**Exercise**. Rewrite everything from the first of the rows below down through the line containing "x=116 y=107" as a numbered list, both of those lines included and any blank lines dropped.

**Information supplied**.
*-*-*

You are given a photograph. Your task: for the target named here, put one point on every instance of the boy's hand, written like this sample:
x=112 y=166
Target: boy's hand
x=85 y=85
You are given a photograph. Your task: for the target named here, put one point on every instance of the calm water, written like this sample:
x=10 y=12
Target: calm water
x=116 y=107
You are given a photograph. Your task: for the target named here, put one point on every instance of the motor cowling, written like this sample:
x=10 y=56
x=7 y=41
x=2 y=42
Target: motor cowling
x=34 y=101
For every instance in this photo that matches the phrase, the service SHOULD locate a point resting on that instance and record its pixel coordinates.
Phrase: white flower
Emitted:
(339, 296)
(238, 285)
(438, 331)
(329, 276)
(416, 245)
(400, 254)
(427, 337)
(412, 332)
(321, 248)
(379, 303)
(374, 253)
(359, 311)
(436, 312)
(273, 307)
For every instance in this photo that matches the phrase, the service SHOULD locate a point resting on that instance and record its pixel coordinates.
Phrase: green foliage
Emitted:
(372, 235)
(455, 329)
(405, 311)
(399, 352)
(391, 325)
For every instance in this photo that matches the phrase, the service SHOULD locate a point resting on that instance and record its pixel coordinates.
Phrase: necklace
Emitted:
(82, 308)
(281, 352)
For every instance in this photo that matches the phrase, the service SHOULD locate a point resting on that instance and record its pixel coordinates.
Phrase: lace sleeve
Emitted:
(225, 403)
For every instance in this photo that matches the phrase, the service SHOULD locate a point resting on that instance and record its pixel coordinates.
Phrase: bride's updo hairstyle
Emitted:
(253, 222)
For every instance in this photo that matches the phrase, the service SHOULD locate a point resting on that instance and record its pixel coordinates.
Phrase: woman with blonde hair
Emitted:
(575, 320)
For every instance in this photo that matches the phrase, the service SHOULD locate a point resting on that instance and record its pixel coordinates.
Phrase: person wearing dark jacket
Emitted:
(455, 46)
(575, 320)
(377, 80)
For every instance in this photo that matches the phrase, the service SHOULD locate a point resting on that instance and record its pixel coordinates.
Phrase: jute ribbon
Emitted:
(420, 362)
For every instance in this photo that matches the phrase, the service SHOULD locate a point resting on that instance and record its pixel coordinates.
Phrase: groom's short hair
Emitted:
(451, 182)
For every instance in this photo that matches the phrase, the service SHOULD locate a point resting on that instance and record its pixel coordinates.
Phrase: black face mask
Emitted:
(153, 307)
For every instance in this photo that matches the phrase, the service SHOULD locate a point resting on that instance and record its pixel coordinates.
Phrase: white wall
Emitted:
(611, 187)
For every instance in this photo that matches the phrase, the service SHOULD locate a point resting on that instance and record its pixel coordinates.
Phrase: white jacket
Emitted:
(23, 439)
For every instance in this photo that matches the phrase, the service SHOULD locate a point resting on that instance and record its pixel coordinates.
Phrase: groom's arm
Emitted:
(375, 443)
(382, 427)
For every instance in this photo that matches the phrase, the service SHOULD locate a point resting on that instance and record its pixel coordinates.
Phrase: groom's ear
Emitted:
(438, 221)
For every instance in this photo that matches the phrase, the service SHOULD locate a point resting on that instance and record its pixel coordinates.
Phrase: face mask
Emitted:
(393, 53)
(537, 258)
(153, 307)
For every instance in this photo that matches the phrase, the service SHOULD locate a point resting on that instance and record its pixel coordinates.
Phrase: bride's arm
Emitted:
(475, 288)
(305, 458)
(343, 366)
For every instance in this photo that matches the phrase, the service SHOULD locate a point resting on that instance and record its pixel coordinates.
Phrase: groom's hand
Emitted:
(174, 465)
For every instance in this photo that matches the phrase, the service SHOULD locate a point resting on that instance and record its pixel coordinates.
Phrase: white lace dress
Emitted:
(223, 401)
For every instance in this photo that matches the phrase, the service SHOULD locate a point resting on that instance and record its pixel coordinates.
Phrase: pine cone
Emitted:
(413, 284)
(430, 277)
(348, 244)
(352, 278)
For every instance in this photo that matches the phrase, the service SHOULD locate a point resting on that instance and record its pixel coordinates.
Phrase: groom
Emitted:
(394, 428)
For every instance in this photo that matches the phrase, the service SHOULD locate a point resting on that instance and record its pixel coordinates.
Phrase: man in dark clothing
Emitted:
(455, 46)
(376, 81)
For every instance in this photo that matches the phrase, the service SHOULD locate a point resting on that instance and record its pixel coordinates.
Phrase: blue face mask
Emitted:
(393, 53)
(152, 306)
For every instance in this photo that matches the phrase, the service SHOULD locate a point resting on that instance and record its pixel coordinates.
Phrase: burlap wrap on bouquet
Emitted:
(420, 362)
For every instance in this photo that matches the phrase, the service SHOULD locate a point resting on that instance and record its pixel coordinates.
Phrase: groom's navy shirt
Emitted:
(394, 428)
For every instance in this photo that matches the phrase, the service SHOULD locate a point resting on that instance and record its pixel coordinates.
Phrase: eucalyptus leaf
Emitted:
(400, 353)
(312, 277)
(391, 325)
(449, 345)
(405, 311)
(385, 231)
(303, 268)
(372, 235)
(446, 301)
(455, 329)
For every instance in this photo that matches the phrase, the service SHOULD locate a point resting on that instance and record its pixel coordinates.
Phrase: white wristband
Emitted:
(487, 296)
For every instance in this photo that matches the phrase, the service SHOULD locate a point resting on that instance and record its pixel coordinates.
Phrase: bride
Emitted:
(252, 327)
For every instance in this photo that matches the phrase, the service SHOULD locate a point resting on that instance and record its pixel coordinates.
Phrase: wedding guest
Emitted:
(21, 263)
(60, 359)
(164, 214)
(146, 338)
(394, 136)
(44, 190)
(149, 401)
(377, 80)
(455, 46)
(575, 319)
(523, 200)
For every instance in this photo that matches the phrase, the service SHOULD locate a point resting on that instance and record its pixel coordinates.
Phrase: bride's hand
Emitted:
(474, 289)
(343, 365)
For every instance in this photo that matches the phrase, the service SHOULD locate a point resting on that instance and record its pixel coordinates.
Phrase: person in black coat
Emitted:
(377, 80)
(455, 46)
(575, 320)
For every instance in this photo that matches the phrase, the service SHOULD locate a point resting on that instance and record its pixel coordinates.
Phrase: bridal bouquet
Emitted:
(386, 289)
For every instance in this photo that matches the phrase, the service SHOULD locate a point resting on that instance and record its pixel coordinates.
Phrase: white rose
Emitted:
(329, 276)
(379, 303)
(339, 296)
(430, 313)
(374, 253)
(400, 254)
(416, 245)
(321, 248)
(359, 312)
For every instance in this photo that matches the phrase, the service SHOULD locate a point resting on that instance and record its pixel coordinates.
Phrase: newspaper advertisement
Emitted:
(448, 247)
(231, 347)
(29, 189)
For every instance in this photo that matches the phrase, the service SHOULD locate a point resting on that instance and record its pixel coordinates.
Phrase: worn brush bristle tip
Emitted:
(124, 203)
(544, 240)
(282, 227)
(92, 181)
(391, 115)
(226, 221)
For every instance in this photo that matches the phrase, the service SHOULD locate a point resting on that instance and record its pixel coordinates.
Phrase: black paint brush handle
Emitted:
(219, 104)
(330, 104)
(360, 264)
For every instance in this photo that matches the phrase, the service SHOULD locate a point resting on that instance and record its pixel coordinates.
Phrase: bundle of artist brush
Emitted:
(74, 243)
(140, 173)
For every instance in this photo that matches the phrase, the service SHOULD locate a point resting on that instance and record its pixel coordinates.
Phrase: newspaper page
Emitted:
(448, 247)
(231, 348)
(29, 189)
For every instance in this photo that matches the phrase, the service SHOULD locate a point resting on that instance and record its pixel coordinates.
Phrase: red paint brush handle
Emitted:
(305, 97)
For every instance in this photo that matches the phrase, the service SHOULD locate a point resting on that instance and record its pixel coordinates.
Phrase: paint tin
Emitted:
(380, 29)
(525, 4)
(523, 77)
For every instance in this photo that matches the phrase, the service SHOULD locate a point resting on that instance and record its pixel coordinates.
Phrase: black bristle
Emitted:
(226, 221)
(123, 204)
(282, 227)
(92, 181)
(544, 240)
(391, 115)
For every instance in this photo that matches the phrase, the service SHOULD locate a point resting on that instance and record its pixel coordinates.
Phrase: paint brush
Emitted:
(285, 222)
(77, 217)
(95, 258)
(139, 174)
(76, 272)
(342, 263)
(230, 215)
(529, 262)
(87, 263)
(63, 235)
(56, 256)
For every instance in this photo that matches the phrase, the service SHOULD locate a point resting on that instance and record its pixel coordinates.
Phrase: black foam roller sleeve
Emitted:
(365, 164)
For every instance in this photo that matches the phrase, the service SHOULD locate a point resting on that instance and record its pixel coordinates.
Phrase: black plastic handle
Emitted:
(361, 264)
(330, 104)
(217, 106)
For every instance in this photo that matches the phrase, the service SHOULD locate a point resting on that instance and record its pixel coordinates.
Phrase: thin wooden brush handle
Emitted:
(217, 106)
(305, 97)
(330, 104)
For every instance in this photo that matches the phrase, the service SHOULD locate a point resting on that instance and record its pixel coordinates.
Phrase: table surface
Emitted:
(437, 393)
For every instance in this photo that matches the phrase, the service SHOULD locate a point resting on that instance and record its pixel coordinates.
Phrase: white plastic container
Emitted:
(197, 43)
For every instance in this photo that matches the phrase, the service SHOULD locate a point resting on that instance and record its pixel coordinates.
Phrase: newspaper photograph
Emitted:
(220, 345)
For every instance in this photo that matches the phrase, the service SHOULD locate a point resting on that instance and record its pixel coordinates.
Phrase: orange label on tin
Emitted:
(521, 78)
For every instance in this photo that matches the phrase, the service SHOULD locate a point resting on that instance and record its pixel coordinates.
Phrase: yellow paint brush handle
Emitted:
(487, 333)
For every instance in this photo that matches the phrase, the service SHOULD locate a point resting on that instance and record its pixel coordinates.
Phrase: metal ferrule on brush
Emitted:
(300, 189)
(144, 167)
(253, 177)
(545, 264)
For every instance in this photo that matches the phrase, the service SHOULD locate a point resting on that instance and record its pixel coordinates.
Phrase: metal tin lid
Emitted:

*-*-*

**The completed task**.
1. You are given a photograph. Your task: for the target named here, put one point on every instance of the boy's hand, written like this sample:
2. x=112 y=166
3. Target: boy's hand
4. x=85 y=85
5. You are given a photograph. Your task: for the target named here, put one point on every instance of the calm water, written like this sample:
6. x=10 y=12
7. Target: calm water
8. x=116 y=107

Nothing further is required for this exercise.